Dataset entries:
---+---

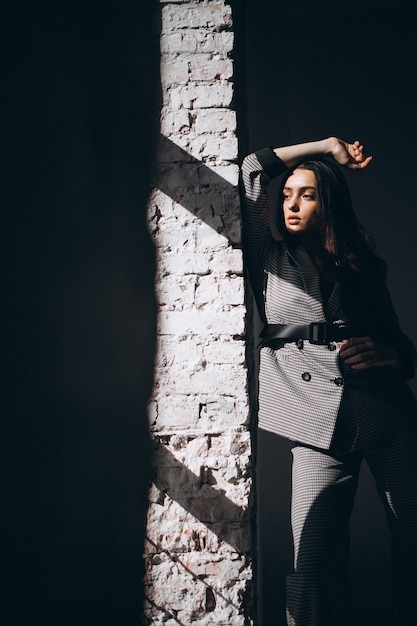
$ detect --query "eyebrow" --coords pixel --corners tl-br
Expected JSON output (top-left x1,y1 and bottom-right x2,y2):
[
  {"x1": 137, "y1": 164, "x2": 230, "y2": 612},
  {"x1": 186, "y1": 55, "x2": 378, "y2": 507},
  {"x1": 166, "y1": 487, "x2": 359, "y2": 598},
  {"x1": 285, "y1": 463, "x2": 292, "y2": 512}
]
[{"x1": 283, "y1": 185, "x2": 317, "y2": 191}]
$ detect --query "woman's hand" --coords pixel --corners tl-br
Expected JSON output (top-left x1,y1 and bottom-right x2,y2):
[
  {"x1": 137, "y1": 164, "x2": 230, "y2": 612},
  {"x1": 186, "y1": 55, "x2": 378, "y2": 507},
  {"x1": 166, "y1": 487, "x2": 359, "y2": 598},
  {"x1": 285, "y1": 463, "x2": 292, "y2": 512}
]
[
  {"x1": 338, "y1": 336, "x2": 400, "y2": 370},
  {"x1": 273, "y1": 137, "x2": 372, "y2": 169},
  {"x1": 328, "y1": 137, "x2": 373, "y2": 170}
]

---+---

PROBLEM DETAILS: Could you set down the records above exactly, skipping any picture?

RESULT:
$ detect --query "eyebrow" --coords pixel --corners tl-br
Expected JSON output (top-left x1,y1 and bottom-right x2,y2):
[
  {"x1": 137, "y1": 164, "x2": 230, "y2": 612},
  {"x1": 186, "y1": 55, "x2": 378, "y2": 507},
  {"x1": 166, "y1": 487, "x2": 359, "y2": 598},
  {"x1": 285, "y1": 463, "x2": 292, "y2": 512}
]
[{"x1": 283, "y1": 185, "x2": 317, "y2": 191}]
$ detect --query "woman's hand" --coords pixel --corners tl-br
Expected JSON output (top-left x1,y1 and bottom-right x2,y2):
[
  {"x1": 137, "y1": 164, "x2": 230, "y2": 612},
  {"x1": 186, "y1": 55, "x2": 378, "y2": 507},
  {"x1": 166, "y1": 487, "x2": 359, "y2": 598},
  {"x1": 285, "y1": 463, "x2": 292, "y2": 512}
]
[
  {"x1": 338, "y1": 336, "x2": 400, "y2": 370},
  {"x1": 273, "y1": 137, "x2": 372, "y2": 169},
  {"x1": 328, "y1": 137, "x2": 373, "y2": 170}
]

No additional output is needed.